## Provided records
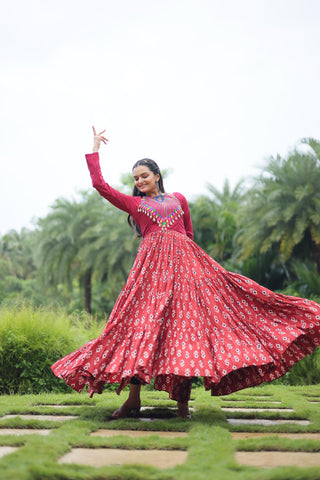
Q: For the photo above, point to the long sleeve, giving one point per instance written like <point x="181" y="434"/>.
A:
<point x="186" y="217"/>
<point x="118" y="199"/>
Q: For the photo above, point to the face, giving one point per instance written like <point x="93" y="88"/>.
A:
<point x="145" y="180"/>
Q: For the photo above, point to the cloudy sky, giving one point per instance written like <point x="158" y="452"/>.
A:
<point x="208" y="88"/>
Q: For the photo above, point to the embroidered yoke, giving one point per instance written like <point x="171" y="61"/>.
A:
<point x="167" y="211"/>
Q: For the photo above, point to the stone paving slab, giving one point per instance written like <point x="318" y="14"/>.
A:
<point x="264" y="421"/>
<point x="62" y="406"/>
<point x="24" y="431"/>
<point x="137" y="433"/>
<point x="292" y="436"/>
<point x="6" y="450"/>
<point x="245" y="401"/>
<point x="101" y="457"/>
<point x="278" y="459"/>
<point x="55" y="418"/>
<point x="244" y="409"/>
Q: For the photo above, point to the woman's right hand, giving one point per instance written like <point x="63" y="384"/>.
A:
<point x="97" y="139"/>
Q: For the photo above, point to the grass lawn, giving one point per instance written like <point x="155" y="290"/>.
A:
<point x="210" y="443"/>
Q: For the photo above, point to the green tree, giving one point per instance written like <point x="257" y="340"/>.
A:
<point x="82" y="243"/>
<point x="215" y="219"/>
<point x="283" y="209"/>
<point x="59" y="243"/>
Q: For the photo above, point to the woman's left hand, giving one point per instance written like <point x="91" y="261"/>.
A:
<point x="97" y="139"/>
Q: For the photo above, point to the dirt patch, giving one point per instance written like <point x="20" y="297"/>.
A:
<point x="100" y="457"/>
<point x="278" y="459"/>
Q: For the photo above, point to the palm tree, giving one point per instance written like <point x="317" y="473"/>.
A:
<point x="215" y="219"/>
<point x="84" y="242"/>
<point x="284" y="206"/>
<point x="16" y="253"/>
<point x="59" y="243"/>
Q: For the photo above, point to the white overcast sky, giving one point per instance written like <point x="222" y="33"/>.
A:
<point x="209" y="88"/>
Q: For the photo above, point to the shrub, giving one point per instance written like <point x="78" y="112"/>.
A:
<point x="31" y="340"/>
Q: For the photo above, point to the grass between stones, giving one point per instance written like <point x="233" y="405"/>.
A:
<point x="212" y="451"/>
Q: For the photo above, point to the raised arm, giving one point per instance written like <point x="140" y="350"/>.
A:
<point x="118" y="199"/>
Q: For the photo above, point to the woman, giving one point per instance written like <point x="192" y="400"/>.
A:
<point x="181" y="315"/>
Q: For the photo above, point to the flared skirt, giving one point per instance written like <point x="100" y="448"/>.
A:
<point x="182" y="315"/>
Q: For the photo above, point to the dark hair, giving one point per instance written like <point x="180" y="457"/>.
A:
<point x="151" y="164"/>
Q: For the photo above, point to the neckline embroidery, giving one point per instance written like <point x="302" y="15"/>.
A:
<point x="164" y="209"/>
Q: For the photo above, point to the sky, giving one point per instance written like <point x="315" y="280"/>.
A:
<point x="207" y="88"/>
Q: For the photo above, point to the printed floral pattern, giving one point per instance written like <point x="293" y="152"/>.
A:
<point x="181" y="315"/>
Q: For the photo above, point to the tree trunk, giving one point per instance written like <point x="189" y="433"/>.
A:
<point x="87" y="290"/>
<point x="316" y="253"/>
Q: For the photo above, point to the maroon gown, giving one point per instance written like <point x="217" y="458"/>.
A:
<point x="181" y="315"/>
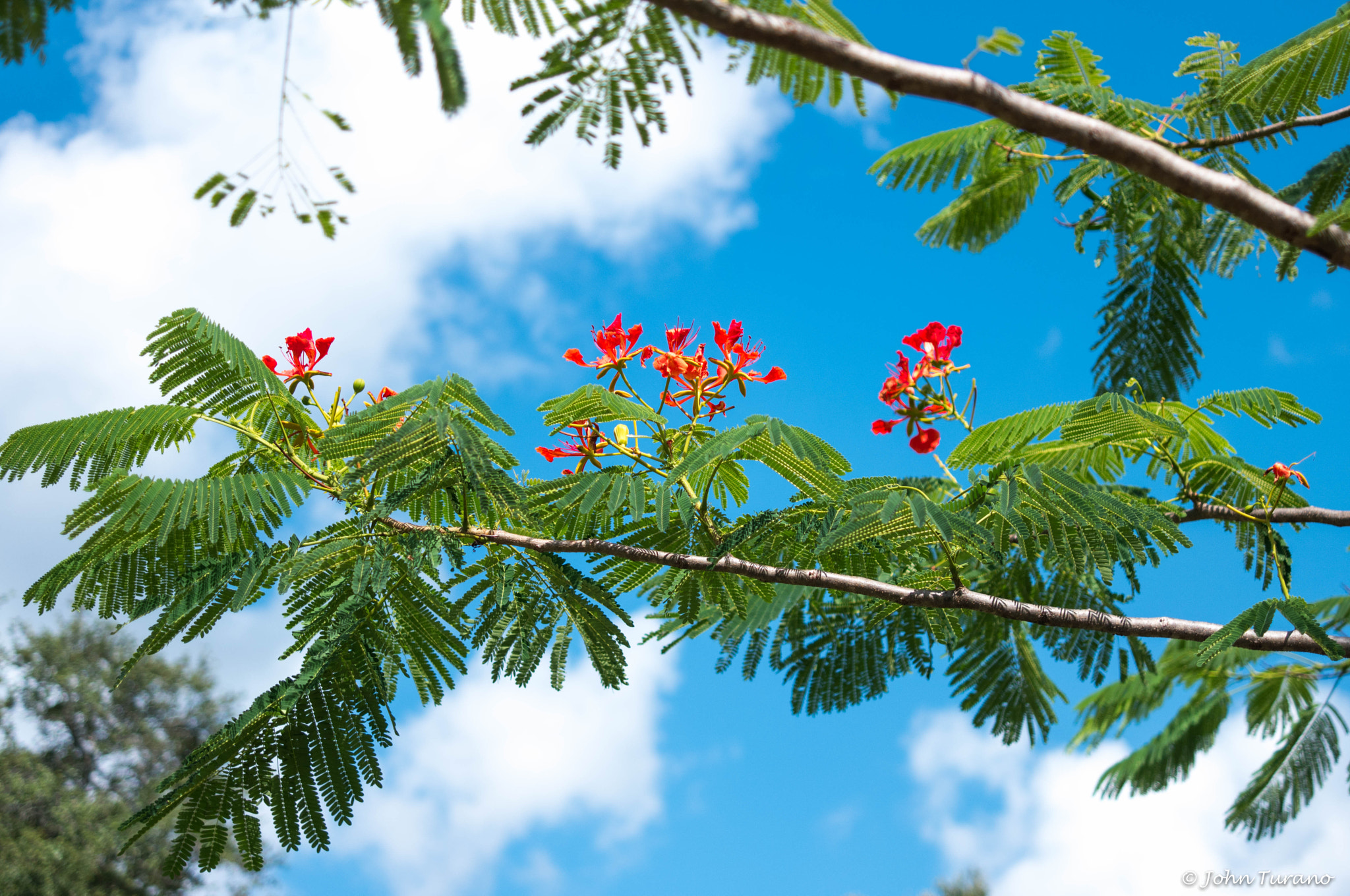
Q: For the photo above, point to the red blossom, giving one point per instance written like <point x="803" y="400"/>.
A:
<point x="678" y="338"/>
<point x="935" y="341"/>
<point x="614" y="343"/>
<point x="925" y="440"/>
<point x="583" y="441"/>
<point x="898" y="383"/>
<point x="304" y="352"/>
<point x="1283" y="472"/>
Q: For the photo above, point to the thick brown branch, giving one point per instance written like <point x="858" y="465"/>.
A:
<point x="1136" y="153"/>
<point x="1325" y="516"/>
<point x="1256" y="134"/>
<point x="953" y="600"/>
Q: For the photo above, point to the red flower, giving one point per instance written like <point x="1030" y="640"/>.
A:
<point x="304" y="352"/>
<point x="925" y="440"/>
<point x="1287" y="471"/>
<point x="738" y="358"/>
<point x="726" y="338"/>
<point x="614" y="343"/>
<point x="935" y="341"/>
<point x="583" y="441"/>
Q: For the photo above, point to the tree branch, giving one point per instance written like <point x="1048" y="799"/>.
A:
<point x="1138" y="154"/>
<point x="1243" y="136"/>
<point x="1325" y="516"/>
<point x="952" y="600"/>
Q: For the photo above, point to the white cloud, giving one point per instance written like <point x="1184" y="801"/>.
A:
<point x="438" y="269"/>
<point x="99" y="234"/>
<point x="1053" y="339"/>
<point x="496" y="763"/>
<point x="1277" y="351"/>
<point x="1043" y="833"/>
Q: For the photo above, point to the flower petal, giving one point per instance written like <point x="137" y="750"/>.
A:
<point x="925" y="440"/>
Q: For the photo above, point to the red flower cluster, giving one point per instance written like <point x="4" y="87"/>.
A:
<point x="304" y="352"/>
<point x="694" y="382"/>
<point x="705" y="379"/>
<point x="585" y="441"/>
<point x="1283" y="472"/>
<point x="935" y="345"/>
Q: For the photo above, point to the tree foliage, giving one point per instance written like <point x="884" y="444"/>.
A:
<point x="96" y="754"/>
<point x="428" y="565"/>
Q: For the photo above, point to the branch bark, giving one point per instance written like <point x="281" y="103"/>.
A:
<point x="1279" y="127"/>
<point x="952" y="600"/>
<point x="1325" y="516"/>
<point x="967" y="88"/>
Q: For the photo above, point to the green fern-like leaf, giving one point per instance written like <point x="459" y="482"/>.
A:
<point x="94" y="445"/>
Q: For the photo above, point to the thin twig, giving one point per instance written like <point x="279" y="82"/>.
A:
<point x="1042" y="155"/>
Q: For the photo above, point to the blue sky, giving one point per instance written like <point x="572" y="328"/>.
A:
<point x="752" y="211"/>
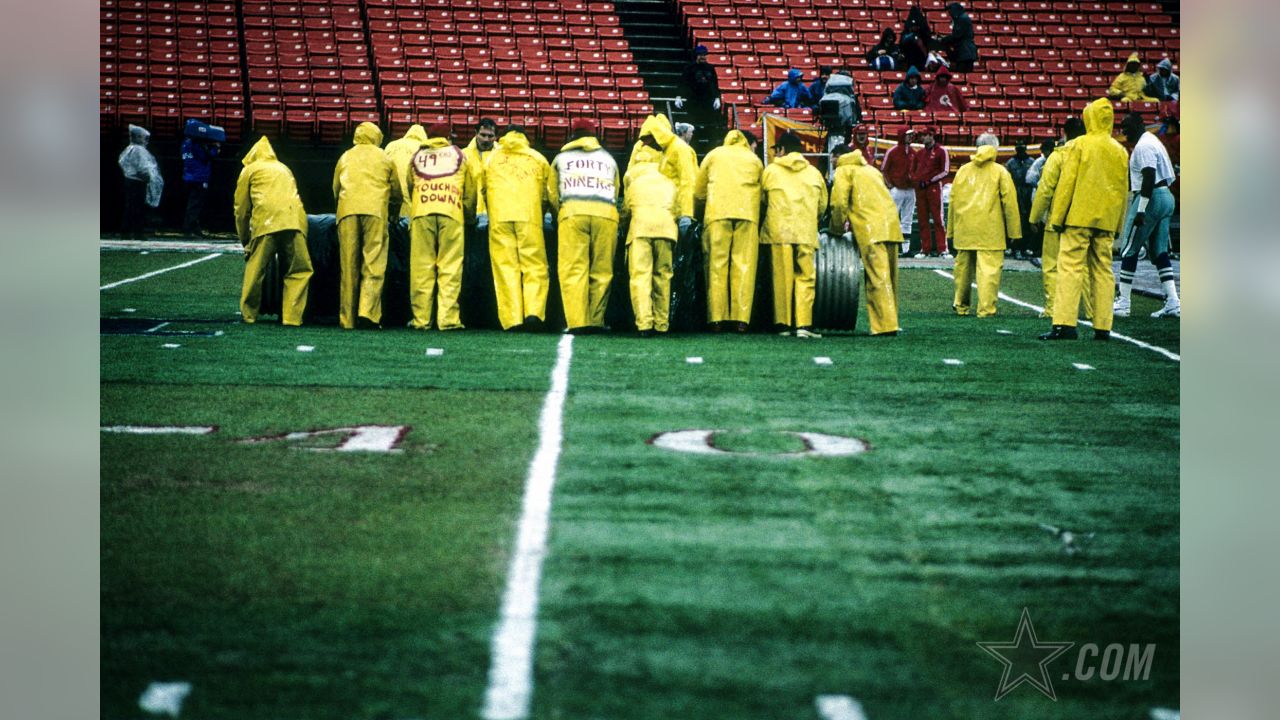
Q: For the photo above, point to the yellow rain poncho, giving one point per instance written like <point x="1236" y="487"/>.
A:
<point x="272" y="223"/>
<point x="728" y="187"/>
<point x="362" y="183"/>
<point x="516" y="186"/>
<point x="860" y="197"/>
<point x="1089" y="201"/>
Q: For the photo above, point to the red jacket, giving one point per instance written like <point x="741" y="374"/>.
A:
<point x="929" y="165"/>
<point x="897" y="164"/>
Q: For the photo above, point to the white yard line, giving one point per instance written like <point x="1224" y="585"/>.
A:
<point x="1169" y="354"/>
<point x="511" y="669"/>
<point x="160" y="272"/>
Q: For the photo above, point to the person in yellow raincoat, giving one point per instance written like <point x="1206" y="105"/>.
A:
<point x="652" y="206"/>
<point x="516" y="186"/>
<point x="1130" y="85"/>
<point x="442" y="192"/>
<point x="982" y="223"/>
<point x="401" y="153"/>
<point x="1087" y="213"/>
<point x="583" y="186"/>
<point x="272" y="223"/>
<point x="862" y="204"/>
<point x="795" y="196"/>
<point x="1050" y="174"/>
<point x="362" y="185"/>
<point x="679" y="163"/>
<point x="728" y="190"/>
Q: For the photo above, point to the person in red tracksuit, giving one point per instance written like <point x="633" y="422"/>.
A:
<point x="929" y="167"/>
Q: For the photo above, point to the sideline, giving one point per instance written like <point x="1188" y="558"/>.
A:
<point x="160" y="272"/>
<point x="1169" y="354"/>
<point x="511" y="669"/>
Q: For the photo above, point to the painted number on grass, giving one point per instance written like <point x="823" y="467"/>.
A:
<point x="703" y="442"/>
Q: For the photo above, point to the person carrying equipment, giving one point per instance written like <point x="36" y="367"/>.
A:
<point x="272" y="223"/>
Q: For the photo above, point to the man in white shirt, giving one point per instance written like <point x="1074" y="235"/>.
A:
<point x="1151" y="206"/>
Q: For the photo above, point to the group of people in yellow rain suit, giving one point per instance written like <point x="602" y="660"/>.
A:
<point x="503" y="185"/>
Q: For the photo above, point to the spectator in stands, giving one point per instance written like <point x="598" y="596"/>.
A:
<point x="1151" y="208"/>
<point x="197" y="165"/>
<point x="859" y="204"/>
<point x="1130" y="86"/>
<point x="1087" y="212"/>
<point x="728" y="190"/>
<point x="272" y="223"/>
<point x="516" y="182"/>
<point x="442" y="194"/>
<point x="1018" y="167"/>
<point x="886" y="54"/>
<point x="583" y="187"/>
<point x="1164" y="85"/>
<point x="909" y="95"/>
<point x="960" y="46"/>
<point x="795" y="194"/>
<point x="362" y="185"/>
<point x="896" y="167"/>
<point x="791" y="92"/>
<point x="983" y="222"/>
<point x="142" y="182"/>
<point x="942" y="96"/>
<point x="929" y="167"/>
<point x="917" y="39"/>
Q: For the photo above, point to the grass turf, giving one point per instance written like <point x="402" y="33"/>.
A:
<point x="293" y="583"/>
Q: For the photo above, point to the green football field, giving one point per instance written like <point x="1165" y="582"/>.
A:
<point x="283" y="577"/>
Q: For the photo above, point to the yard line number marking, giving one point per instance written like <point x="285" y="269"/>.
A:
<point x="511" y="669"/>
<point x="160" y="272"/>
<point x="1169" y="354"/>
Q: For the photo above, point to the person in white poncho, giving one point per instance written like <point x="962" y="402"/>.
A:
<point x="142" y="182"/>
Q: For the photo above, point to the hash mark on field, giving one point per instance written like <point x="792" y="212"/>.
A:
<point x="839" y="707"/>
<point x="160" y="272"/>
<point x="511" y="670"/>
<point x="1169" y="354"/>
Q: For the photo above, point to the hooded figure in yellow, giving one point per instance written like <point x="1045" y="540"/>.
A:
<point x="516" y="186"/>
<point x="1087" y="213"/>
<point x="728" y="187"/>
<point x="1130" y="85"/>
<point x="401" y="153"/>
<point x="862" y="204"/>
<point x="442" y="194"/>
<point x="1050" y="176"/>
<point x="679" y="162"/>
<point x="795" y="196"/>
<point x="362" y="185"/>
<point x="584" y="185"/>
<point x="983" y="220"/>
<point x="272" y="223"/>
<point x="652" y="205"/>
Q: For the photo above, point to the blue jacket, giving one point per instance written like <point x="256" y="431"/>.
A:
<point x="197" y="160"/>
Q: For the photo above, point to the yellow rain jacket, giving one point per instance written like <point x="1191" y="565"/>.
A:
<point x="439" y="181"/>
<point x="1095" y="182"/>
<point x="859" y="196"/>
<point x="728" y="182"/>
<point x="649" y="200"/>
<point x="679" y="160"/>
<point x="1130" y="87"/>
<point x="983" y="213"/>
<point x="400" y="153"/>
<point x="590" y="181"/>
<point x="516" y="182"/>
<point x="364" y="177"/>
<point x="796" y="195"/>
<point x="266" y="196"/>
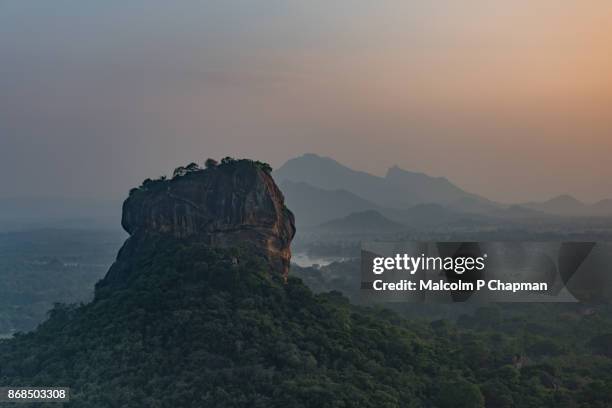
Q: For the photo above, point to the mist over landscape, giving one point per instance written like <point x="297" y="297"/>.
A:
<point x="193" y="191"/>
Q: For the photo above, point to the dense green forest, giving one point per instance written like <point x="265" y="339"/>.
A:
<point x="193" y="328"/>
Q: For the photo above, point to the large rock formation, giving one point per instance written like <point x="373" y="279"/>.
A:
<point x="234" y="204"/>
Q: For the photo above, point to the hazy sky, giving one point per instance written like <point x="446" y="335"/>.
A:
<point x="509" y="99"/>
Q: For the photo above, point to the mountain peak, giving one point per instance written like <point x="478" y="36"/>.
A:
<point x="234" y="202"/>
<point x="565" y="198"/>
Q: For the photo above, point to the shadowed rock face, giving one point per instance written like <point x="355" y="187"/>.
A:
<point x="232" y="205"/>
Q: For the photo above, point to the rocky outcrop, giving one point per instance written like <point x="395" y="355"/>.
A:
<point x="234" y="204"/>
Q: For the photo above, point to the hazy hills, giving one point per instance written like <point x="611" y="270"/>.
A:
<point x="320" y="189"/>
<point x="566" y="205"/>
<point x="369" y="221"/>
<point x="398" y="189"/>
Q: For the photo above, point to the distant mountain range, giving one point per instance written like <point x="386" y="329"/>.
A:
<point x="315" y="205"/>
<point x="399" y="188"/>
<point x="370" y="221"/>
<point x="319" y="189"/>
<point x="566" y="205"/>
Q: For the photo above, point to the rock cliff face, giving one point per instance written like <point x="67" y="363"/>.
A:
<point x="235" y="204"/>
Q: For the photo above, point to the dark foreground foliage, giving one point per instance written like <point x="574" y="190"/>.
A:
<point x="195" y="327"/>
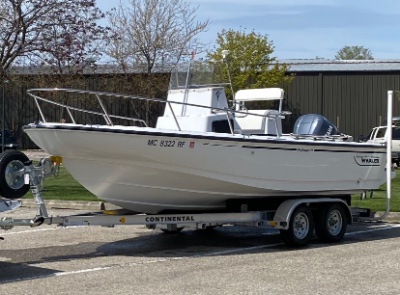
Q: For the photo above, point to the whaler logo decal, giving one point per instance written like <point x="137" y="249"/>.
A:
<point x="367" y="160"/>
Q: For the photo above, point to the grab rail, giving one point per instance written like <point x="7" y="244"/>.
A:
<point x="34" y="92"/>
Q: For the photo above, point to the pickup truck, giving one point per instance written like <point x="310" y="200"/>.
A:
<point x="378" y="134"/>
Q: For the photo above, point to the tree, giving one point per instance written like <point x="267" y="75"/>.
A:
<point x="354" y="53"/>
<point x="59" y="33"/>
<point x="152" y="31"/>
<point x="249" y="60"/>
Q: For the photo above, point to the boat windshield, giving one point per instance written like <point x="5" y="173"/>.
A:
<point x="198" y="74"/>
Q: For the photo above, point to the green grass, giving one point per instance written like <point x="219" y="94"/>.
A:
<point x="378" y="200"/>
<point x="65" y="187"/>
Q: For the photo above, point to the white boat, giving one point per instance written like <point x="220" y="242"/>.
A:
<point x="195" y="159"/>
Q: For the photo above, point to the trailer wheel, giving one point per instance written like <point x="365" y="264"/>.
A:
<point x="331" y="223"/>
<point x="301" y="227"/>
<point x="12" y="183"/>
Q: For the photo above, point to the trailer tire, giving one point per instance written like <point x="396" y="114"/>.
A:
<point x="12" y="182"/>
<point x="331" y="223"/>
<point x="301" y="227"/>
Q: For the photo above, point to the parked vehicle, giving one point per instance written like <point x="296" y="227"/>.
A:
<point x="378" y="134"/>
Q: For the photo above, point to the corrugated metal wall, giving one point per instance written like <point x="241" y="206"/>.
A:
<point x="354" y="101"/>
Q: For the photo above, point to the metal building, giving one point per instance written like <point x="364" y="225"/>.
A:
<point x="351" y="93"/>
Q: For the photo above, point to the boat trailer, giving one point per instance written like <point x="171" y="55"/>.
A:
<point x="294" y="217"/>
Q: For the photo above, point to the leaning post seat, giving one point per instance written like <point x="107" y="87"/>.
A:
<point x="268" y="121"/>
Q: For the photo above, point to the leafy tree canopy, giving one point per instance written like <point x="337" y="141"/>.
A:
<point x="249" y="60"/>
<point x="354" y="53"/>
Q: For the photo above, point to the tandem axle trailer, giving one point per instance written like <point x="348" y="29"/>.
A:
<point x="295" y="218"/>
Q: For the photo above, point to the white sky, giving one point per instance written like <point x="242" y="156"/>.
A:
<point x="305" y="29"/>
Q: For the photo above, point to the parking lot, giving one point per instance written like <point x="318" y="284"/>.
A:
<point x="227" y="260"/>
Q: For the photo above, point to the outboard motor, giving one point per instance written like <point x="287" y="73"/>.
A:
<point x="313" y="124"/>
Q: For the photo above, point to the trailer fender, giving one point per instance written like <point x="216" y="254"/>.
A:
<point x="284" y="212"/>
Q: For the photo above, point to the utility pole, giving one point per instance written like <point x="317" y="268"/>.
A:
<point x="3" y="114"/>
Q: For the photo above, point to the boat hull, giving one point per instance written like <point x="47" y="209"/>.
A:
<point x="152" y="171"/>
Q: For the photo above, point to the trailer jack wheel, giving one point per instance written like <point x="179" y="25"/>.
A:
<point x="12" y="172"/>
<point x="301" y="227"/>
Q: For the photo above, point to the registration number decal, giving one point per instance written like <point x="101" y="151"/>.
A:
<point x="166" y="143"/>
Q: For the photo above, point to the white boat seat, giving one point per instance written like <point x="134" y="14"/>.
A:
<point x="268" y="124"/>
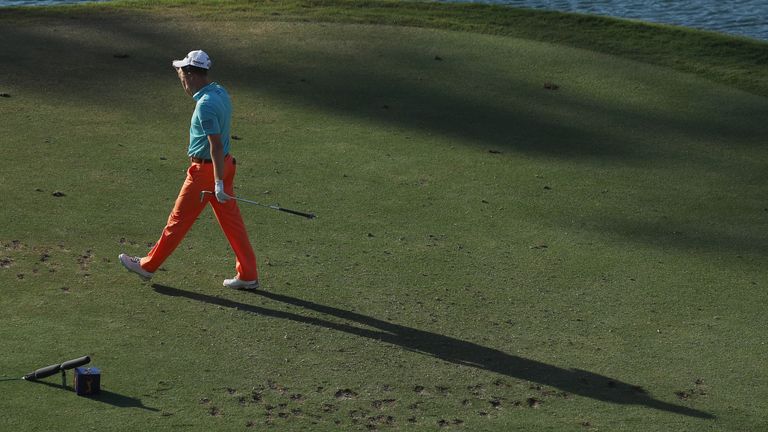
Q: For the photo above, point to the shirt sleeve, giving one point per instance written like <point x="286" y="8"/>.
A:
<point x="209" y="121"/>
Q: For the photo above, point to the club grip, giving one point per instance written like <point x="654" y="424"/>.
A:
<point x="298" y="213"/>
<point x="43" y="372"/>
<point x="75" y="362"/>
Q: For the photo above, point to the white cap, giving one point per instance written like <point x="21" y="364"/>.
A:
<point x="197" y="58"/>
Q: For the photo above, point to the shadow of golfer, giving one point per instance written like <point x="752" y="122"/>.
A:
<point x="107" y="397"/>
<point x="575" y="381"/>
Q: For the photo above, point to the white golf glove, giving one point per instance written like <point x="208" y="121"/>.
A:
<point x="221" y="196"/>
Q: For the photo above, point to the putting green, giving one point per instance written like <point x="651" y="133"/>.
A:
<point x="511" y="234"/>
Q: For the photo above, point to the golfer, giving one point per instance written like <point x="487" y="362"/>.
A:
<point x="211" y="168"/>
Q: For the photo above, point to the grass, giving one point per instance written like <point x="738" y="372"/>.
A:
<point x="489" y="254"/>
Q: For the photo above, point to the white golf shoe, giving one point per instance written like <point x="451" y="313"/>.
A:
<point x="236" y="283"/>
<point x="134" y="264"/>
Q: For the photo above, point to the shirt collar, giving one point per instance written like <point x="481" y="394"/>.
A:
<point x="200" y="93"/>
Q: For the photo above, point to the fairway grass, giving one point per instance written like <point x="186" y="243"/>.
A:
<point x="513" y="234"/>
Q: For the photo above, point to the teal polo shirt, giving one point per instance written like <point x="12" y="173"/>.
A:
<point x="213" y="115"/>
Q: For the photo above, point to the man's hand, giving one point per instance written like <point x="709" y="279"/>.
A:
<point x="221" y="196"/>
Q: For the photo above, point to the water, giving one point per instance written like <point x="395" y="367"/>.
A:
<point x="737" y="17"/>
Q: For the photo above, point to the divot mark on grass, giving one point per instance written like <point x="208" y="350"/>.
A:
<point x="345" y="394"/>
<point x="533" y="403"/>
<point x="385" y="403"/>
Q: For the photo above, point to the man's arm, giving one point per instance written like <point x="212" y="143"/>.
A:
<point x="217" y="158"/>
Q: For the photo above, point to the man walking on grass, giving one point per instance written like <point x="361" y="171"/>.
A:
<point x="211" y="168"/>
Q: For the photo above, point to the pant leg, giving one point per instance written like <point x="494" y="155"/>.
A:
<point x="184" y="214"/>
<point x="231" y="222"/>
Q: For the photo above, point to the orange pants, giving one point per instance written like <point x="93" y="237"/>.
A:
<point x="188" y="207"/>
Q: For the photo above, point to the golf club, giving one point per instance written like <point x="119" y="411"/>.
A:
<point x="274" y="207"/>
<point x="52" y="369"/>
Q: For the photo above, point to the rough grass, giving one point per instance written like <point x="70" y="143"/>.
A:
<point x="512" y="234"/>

## Your task
Starting from the line containing "Q: For the photo above, point to the grass, giving", repeat each line through the end of the entries, exactly.

## Answer below
Q: For the photo above, point to the grass, giving one point per instance written like <point x="738" y="372"/>.
A:
<point x="489" y="254"/>
Q: For the photo above, point to the white golf shoe, giving one point per instance written like <point x="451" y="313"/>.
A:
<point x="236" y="283"/>
<point x="134" y="264"/>
Q: For the photo above, point to the shirt collar, giving one point per instance written like <point x="481" y="394"/>.
A:
<point x="200" y="93"/>
Q: For the photo above, point to the fairway grass, giving one point per instance written like <point x="186" y="243"/>.
A:
<point x="513" y="234"/>
Q: For the photo above, point to the teal polo shirt, giving one point per instance written like <point x="12" y="173"/>.
A:
<point x="213" y="115"/>
Q: For the photo above, point to the man's hand, giving one point per instance written like <point x="709" y="279"/>.
A:
<point x="221" y="196"/>
Q: For the photo above, point to the water, giving one point per instance written like <point x="395" y="367"/>.
A:
<point x="737" y="17"/>
Q: For the photo above, point to the divot mark on grass, giving one point per instance written like <point x="208" y="350"/>.
A:
<point x="345" y="394"/>
<point x="533" y="403"/>
<point x="385" y="403"/>
Q: For the photo above, point to the man's arm, giving one point per instance written like <point x="212" y="143"/>.
A:
<point x="217" y="158"/>
Q: For the photo above, point to the man walking on grass, giving one point per instance written like <point x="361" y="171"/>.
A:
<point x="211" y="168"/>
Q: For the photo above, point to the pant leg, giving one point per instance written like <point x="494" y="155"/>.
A:
<point x="184" y="214"/>
<point x="231" y="222"/>
Q: For the photo above, point to the orange pants, giving one point per instance written like <point x="93" y="237"/>.
A:
<point x="188" y="207"/>
Q: For the photo above, point to the golf club, giving one point per instance written like <point x="119" y="411"/>.
A:
<point x="274" y="207"/>
<point x="52" y="369"/>
Q: For the photo above, point to the rough grass, giving one point per instance written like <point x="70" y="143"/>.
A:
<point x="512" y="234"/>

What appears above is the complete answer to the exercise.